Records from a collection
┌──
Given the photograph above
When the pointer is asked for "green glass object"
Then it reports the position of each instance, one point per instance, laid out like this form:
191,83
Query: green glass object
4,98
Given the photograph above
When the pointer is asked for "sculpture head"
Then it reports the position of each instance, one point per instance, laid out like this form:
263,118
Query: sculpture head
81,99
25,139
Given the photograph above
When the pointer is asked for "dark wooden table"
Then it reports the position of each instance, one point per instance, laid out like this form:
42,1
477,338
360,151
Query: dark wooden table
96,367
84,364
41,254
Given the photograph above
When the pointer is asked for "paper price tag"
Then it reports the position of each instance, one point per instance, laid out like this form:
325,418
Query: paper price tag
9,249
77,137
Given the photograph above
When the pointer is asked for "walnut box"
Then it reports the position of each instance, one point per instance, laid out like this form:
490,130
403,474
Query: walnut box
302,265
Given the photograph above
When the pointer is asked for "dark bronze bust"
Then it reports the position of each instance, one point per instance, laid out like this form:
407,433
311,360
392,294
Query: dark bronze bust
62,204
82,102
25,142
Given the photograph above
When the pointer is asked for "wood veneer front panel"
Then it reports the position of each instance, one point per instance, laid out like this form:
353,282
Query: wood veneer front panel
└──
What to produce: Count the lines of the material above that contain the string "green", with case counting, and give only the number.

Response below: 2